(Bloomberg) -- Democratic presidential nominee Joe Biden says he would set up a bipartisan commission to study reforms to the US court system, spurred by his party’s calls to expand the number of seats on the US Supreme Court amid the fight over replacing Justice Ruth Bader Ginsburg.
Biden told CBS’s “60 Minutes” in an interview airing Sunday the commission would look at several alternatives that he didn’t define. But Democrats and legal scholars have suggested term limits and jurisdiction stripping as well as adding seats to the nine-member high court, known as “court packing.”
“What I will do is I’ll put together a national commission of, bipartisan commission of, scholars, constitutional scholars, Democrats, Republicans, liberal/conservative. And I will -- ask them to over 180 days come back to me with recommendations as to how to reform the court system because it’s getting out of whack- the way in which it’s being handled,” Biden said, according to a transcript released Thursday.

Goal: According to the article on Biden's court commission, what court reforms have Democrats and legal scholars suggested? List each one. None of the items are needed for this work.

Excerpt from a dataset
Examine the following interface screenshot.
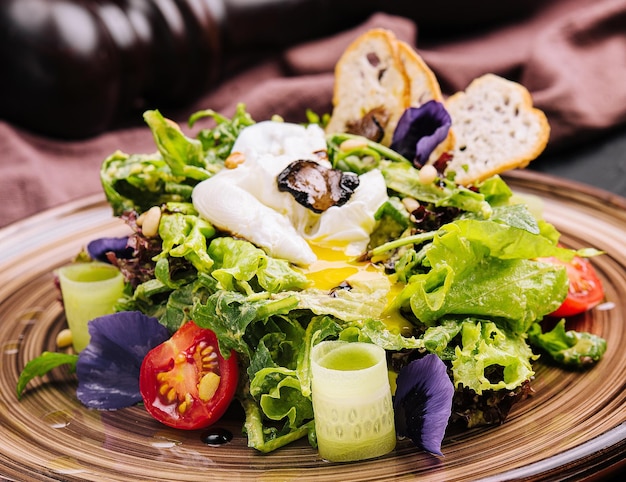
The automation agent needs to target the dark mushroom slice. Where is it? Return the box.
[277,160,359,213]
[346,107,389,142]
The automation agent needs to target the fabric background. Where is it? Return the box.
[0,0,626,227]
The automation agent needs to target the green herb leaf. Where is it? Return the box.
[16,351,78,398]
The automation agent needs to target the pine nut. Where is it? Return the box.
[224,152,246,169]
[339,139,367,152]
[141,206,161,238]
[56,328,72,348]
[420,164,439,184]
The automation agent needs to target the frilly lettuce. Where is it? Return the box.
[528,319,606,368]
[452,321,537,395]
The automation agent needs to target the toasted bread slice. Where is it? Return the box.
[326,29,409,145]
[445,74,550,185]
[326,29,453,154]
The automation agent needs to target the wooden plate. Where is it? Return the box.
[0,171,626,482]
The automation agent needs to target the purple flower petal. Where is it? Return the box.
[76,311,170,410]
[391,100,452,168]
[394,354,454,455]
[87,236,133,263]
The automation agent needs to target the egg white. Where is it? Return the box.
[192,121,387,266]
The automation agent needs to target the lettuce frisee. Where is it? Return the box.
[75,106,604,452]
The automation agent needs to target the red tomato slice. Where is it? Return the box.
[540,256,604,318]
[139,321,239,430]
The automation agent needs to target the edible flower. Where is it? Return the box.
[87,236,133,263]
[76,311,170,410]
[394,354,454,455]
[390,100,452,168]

Solution for this exercise:
- Term limits
- Jurisdiction stripping
- Adding seats to the nine-member high court ("court packing")